[Questions on the material]
1. Decide whether each of the following statements agrees with the report on the KEM Hospital module for teachers, answering yes or no and quoting the deciding words of the report: (a) the module was prepared by the psychiatric department of KEM Hospital; (b) four workshops have been conducted so far; (c) the module is divided into three parts.
2. Reproduce the portion of the report on the KEM Hospital module for teachers starting with "Do not label" and going on through "workshops for them.".

[Passage provided]
##########

Do not label a child as ‘good for nothing’, ‘duffer’ or ‘hopeless creature’. This is one of the points in a module prepared by KEM Hospital’s psychiatric department for teachers.
The module, compiled last week, has come in the wake of large numbers of student suicides in past few weeks. The three-part module aims at helping teachers understand and intervene to prevent suicides.
“We have conducted three workshops. Two were held with KEM professors and one with medical officers in civic schools,” said Dr Shubhangi Parker, head of KEM’s psychiatry department.
With board exams nearing, 20 public and private schools have asked the department to conduct workshops for them.
The module lists dos and don’ts for teachers and asks them to peep into students’
personal lives to build a rapport with emotionally weak students.
The first part of the audio –visual module highlights problems such as examination pressure, growing competition, teacher-student conflict and unrealistic demands of parents.
The second part deals with identifying the child’s problem by closely watching his behaviour.

##########

[Given information]
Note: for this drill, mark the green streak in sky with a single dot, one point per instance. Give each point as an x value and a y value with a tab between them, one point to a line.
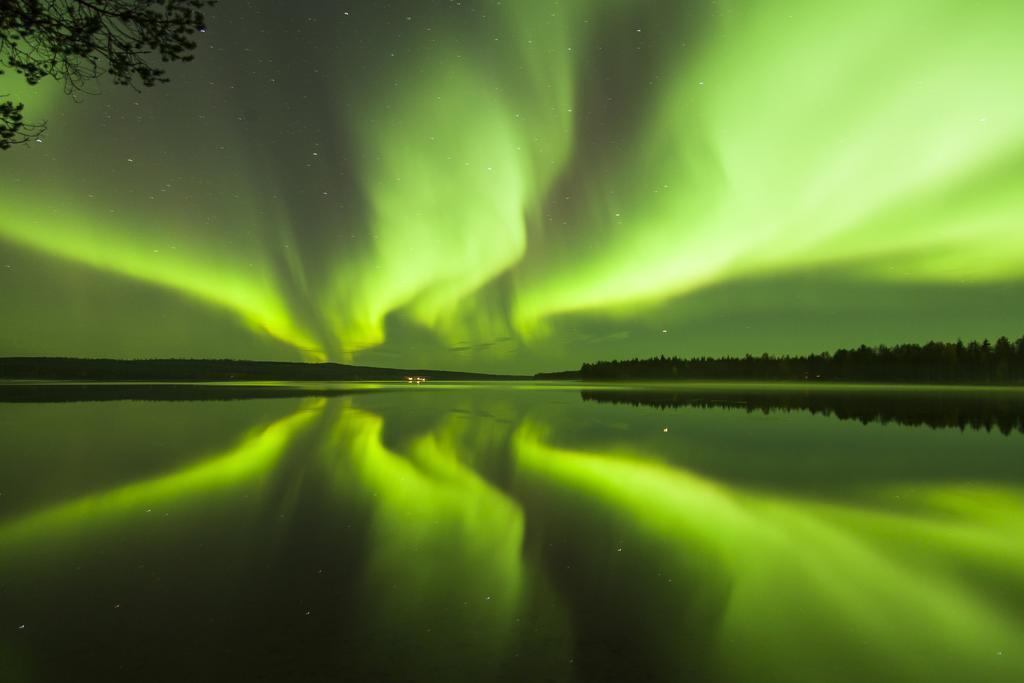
497	174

##########

[Per-task outputs]
1.
(a) Yes: "a module prepared by KEM Hospital’s psychiatric department for teachers"
(b) No: "We have conducted three workshops."
(c) Yes: "The three-part module"

2.
Do not label a child as ‘good for nothing’, ‘duffer’ or ‘hopeless creature’. This is one of the points in a module prepared by KEM Hospital’s psychiatric department for teachers.
The module, compiled last week, has come in the wake of large numbers of student suicides in past few weeks. The three-part module aims at helping teachers understand and intervene to prevent suicides.
“We have conducted three workshops. Two were held with KEM professors and one with medical officers in civic schools,” said Dr Shubhangi Parker, head of KEM’s psychiatry department.
With board exams nearing, 20 public and private schools have asked the department to conduct workshops for them.